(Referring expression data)
+-------+
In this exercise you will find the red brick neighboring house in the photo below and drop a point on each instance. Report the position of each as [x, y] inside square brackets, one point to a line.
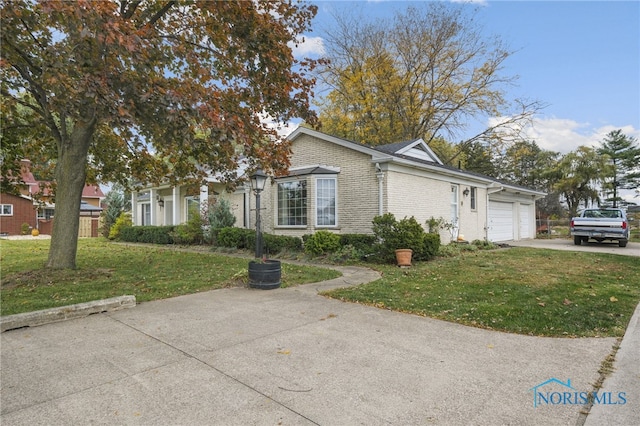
[17, 210]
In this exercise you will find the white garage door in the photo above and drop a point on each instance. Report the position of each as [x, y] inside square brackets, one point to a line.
[500, 221]
[525, 225]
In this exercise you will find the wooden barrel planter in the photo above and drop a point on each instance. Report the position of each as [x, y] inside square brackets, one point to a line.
[265, 275]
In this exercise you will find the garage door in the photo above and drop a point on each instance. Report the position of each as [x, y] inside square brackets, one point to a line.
[500, 221]
[525, 225]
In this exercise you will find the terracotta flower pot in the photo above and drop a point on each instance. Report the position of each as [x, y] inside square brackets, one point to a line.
[403, 257]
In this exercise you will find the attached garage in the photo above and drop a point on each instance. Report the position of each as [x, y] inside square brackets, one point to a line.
[500, 221]
[525, 227]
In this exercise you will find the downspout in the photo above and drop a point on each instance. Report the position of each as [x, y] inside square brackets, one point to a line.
[380, 176]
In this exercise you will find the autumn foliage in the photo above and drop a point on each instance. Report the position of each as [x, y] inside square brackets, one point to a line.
[149, 90]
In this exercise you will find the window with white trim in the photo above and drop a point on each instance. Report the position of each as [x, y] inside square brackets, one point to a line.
[6, 209]
[45, 213]
[292, 203]
[146, 214]
[193, 207]
[473, 198]
[326, 196]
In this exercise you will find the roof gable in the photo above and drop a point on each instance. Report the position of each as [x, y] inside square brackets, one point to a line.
[417, 148]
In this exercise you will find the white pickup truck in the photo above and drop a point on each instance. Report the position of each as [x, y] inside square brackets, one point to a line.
[600, 225]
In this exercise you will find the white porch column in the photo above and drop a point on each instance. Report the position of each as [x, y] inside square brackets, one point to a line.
[204, 199]
[380, 176]
[247, 206]
[177, 220]
[153, 193]
[134, 208]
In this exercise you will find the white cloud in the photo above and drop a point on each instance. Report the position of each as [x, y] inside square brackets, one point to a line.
[564, 135]
[308, 46]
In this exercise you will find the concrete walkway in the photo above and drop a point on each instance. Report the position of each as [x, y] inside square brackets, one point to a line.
[292, 357]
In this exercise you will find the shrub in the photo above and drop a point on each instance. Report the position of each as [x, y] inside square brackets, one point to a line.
[147, 234]
[347, 253]
[278, 243]
[234, 237]
[484, 244]
[322, 242]
[190, 232]
[393, 234]
[115, 203]
[431, 246]
[361, 242]
[123, 220]
[220, 215]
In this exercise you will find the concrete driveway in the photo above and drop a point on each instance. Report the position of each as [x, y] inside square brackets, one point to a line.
[287, 357]
[632, 249]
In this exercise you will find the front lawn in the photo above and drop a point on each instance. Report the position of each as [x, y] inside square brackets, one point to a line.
[518, 290]
[107, 270]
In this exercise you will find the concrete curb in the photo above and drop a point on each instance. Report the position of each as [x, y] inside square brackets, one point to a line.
[46, 316]
[625, 378]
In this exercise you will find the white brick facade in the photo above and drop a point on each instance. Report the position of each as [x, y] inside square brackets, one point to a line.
[404, 179]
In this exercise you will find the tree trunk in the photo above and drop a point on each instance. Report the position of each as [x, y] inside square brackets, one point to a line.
[70, 180]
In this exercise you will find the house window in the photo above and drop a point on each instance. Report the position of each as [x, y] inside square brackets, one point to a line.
[292, 203]
[473, 198]
[326, 202]
[146, 214]
[454, 205]
[45, 214]
[193, 207]
[6, 209]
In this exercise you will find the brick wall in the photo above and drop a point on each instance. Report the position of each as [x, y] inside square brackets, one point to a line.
[23, 212]
[357, 188]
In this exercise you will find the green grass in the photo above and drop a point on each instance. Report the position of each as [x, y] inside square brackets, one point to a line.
[518, 290]
[107, 270]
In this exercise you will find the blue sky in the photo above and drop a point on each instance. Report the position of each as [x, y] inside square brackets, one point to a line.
[581, 58]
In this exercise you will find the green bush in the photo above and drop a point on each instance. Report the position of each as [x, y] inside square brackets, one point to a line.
[392, 234]
[347, 253]
[361, 242]
[190, 232]
[431, 246]
[123, 220]
[219, 215]
[235, 238]
[322, 242]
[484, 244]
[278, 243]
[147, 234]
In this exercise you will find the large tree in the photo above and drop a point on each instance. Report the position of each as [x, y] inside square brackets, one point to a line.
[426, 73]
[578, 176]
[150, 90]
[623, 155]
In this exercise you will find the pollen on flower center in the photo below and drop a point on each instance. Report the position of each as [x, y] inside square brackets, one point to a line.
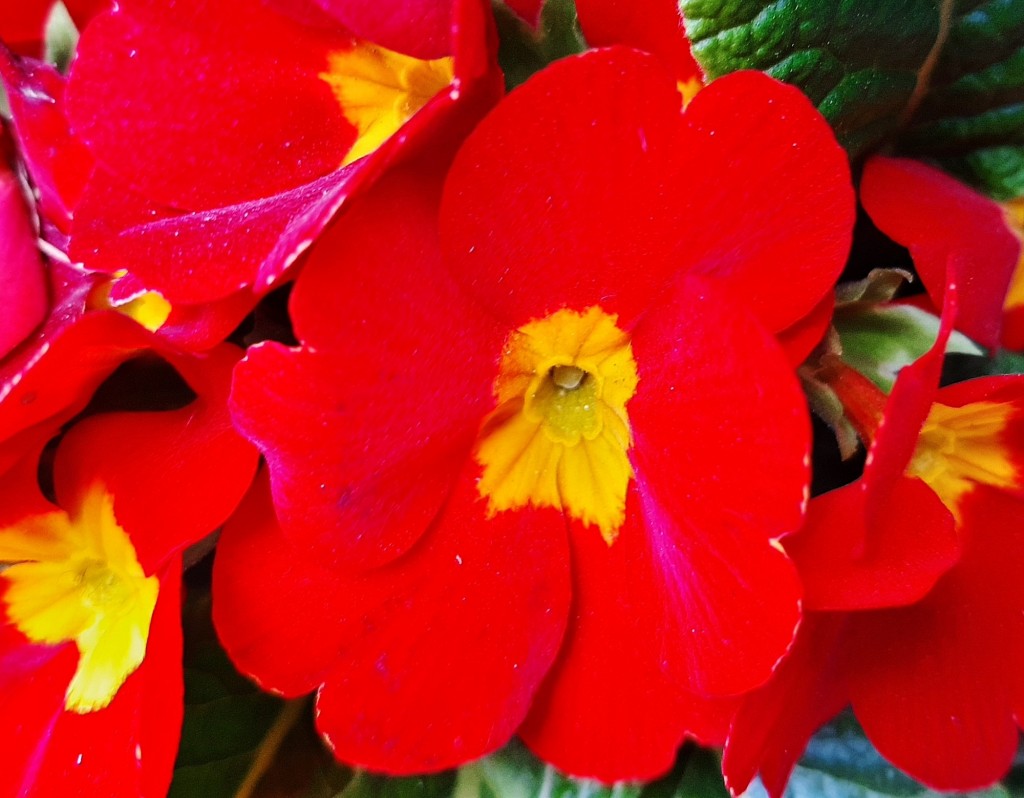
[379, 90]
[559, 434]
[76, 578]
[960, 448]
+-------+
Work to be completed: Skip the images and set down the rest of the data unchanged.

Written response:
In this exercise you will find the red brick neighboring house in the photo below and drop a point on each instance. Report the position of each as [x, y] inside square brackets, one point to a line.
[17, 210]
In this exercise you will find the white garage door in the photo above and drop a point on each instance. Report the position of each as [x, y] inside square brackets, one point to a line.
[500, 221]
[525, 225]
In this exercise you will find the wooden barrel planter in the photo above and drop a point on each instance. Report the position of each as [x, y] inside square brackets, one point to a line.
[265, 275]
In this exercise you will find the garage door in the photo above and drop a point on each instance. Report the position of each as [x, y] inside square brackets, one point to a line.
[500, 221]
[525, 225]
In this exercise you will find the terracotta flower pot in the photo above and drop a point on each instance. Report the position of each as [x, y] inside square brackets, one point to a line.
[403, 257]
In this exercise you will find the attached garage in the photo above and drop a point on each instance. Report the position of each as [x, y] inside square brackets, one point to a line.
[500, 221]
[525, 227]
In this exercise you will find the downspout in the photo above and drop a point on each instance. Report the position of each as [x, y] inside square brackets, one point to a line.
[380, 176]
In this exercise you will find the autumn foliage in the photo above and drop a point on each instance. Report the position of each as [x, y] inside square brackets, one point to a line.
[149, 90]
In this exercise you will find the window with white trim in the photo above and drop a point on each instance. Report the position of each as [x, y] inside square brackets, one point to a line.
[6, 209]
[45, 213]
[292, 203]
[146, 214]
[193, 207]
[473, 198]
[326, 196]
In this exercise you will find the roof gable in the photo above and drop a point on each instance. Report the position of each as [x, y] inside square brackets, one point to a line.
[417, 148]
In this exercise you will find the white pickup truck in the photo above and drop a point on each instance. Report the position of each as [x, y] inside square brackets, one point to a line.
[600, 225]
In this exercise you will find the white porch column in the photo above and drop a point on each instance. Report the position of each as [x, y] inside square brackets, one point to a line.
[204, 199]
[380, 176]
[247, 206]
[177, 220]
[153, 193]
[134, 208]
In this exercise you will find the white cloud in the photo above and drop a point on each instance. Report the position of each as [x, y] inside square brackets, one point to a line.
[564, 135]
[308, 46]
In this exercise you will find the concrete walkway in the photo above and drop a point on each instance. Report the position of each as [x, y] inside square brackets, one point to a line.
[292, 357]
In this exercise you will find the shrub in the photo above and drop a point on each instance. Report the position of each as [x, y] inside square brackets, one point to a line.
[147, 234]
[347, 253]
[278, 243]
[234, 237]
[484, 244]
[322, 242]
[190, 232]
[393, 234]
[115, 203]
[431, 246]
[361, 242]
[123, 220]
[220, 215]
In this exercise you will find the concrete driveway in the photo above and drop a point on each instance. Report the position of each as [x, y] inside square brackets, one point to a line.
[287, 357]
[632, 249]
In this exercise you will find the front lawn in the photo above and drop a point on each instance. Report the position of each as [x, y] inside square brackets, one point to a line.
[518, 290]
[107, 270]
In this exercise you will find the concrete curb in the photo above and drop a point on each instance. Report the position of each as [x, y] inside square brackets, one point to a line.
[46, 316]
[625, 378]
In this exercise you will find the white brick facade in the photo above and drop a point on each instance. Report the position of each as [x, y] inside square brackets, one point to a line.
[404, 179]
In this exercise you will find the tree trunk in the photo above and drop a point on each instance. Report the position of each as [x, y] inside square brackets, one point to a line.
[70, 180]
In this exercise you will find the house window in the photo above and drop a point on each instance. Report the position of each as [x, y] inside square brackets, one point to a line.
[292, 203]
[473, 198]
[326, 202]
[146, 214]
[454, 205]
[45, 214]
[193, 207]
[6, 209]
In this exercise you will find the brick wall in the photo above and drop a point on each instance. Report the position of each as [x, y] inside square brackets, one point to a line.
[23, 212]
[357, 188]
In this exercise you will find the green grass in the photo above and drop a point on each instance. Report the position of each as [x, y] inside square brackets, one point to a line.
[518, 290]
[107, 270]
In this exercise you will find the blue sky in the photo above and drop a point on each instance. Report the position of each as [x, y] inside square brackets, one point to a line.
[581, 58]
In this exercise you will find the green bush in the photo above and drop a point on each instance. Report the position of each as [x, y] inside square brackets, one point to a line.
[392, 234]
[347, 253]
[361, 242]
[190, 232]
[431, 246]
[123, 220]
[219, 215]
[235, 238]
[322, 242]
[484, 244]
[278, 243]
[147, 234]
In this exercise you will find the large tree in the photo above and drop a point on each instance. Report the position of each as [x, y] inside square brackets, one point to a line.
[426, 73]
[578, 176]
[150, 90]
[623, 155]
In this exercise you will find the pollen on flower center in the photo below and drop a point on each instance. Report the position of each as [x, y] inside square brackets, one point to a line.
[379, 90]
[559, 434]
[76, 578]
[960, 448]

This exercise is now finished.